### [TASK MATERIAL]
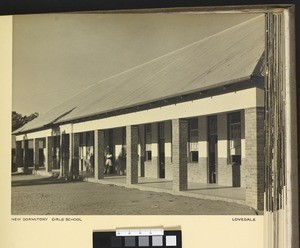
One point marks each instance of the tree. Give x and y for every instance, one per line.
x=18, y=120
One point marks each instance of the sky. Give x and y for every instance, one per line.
x=55, y=56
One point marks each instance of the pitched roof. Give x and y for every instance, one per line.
x=228, y=56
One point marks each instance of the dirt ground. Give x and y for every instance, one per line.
x=36, y=195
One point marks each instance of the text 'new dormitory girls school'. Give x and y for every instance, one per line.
x=195, y=115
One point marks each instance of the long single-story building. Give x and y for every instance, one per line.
x=193, y=115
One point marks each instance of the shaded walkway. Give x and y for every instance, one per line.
x=197, y=190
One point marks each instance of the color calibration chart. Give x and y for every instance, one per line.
x=143, y=238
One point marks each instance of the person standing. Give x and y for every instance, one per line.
x=108, y=162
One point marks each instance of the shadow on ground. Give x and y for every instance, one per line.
x=40, y=181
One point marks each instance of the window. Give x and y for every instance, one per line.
x=234, y=138
x=193, y=140
x=148, y=142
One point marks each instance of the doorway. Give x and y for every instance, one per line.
x=212, y=148
x=161, y=150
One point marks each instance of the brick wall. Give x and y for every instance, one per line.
x=50, y=153
x=151, y=168
x=36, y=147
x=197, y=172
x=19, y=154
x=254, y=162
x=179, y=152
x=224, y=172
x=132, y=140
x=99, y=147
x=75, y=157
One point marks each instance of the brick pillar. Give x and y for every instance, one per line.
x=25, y=155
x=254, y=161
x=36, y=154
x=74, y=151
x=99, y=160
x=64, y=155
x=179, y=152
x=19, y=155
x=50, y=153
x=132, y=140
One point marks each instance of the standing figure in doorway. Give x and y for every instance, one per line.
x=108, y=162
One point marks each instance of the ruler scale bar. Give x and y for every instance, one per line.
x=139, y=232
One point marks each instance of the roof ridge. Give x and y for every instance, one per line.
x=155, y=59
x=172, y=52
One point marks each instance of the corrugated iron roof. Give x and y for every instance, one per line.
x=227, y=56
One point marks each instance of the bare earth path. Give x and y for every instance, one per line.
x=35, y=195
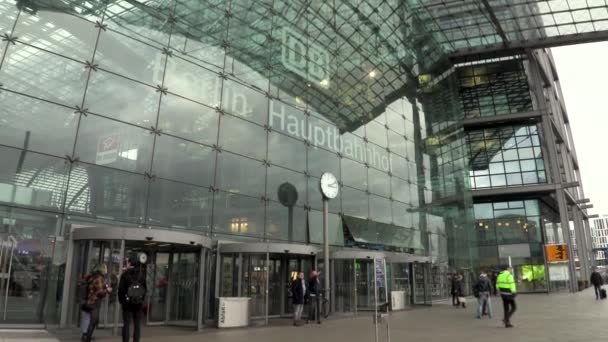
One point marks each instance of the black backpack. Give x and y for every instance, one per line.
x=136, y=292
x=83, y=289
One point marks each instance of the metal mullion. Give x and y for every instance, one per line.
x=10, y=34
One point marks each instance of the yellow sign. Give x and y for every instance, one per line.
x=557, y=253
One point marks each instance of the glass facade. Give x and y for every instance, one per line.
x=218, y=118
x=494, y=88
x=506, y=156
x=196, y=116
x=514, y=230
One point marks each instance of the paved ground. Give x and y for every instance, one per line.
x=564, y=317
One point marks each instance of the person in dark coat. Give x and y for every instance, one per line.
x=460, y=290
x=298, y=291
x=314, y=294
x=597, y=282
x=453, y=291
x=97, y=289
x=132, y=308
x=483, y=292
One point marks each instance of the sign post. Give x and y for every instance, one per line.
x=329, y=189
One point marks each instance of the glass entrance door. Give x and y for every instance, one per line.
x=364, y=278
x=27, y=245
x=157, y=282
x=183, y=288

### [WORK INSTRUCTION]
The answer must restate every entry word for word, with the pictures left out.

### [ANSWER BELOW]
One point marks each instance of the tree. Give x and y for every instance, one per line.
x=18, y=120
One point marks each instance of the sky. Give x and y for every instance, one per line.
x=55, y=56
One point marks each instance of the pitched roof. Give x and y for every instance, one per line.
x=228, y=56
One point marks each instance of the dirt ground. Give x and y for every instance, one per line.
x=36, y=195
One point marks each instance of the text 'new dormitory girls school'. Give x and y for every instance, one per line.
x=195, y=115
One point marks each instance of the long single-story building. Give x and y for every instance, one per line.
x=193, y=115
One point marks each instance of the shaded walkway. Give x and y for every instance, one per line.
x=197, y=190
One point marks each instance of the color calibration chart. Give x and y for every instance, one per line.
x=143, y=238
One point marks each instance of the person standing. Give x and y for every instance, one per line.
x=108, y=162
One point marks each instance of the shadow on ground. Give x and y for every instance, one per line.
x=40, y=181
One point marks each instance of the window. Give x and y for every instance, one per line.
x=234, y=138
x=193, y=140
x=148, y=142
One point marks each instance of the doorway. Give x and y for every instance, one per line.
x=212, y=148
x=161, y=150
One point marks each instance of the brick wall. Give x and y for every instance, one per line.
x=50, y=153
x=151, y=168
x=36, y=147
x=197, y=172
x=19, y=154
x=254, y=162
x=179, y=152
x=224, y=172
x=132, y=140
x=99, y=147
x=75, y=157
One point marks each instance of the brick pillar. Give x and y for every instance, one per line.
x=25, y=155
x=254, y=161
x=36, y=154
x=74, y=151
x=99, y=160
x=64, y=155
x=179, y=152
x=19, y=155
x=50, y=153
x=132, y=140
One point marks each instance of the standing figure in doorway. Give x and y for every instance, one per line.
x=108, y=162
One point marks each instance of the ruler scale bar. Give x and y for every instance, one per line.
x=139, y=232
One point marks each instance of the roof ridge. Give x and y for every instance, one per line.
x=155, y=59
x=172, y=52
One point marks each instance of the corrugated iron roof. Give x and y for every instance, one per line.
x=227, y=56
One point marks each instance of the bare earth path. Give x and y for every instance, one per line.
x=35, y=195
One point marks each instance of the black backpack. Give x and y for every instance, one per line.
x=136, y=292
x=83, y=289
One point marks each instance of the metal mullion. Give x and y for every instance, one per line.
x=10, y=34
One point marks each instance of the yellow sign. Give x and y for every instance, one per line.
x=557, y=253
One point marks each instance of the glass facade. Give x and y for every instance, one per line.
x=218, y=118
x=494, y=88
x=506, y=156
x=196, y=116
x=514, y=230
One point marks each instance of the paved ground. Give x and y for every instance, one per line.
x=564, y=317
One point marks each instance of the person in dark coat. Give x and y for every instance, one per line.
x=460, y=290
x=298, y=291
x=314, y=294
x=597, y=282
x=453, y=291
x=97, y=289
x=132, y=308
x=483, y=292
One point marks each instance of the sign post. Give x and y for every instance, one per line.
x=329, y=189
One point marks each instance of the glass entrance door. Give x and y for every instance, one per line.
x=364, y=278
x=27, y=245
x=157, y=282
x=183, y=288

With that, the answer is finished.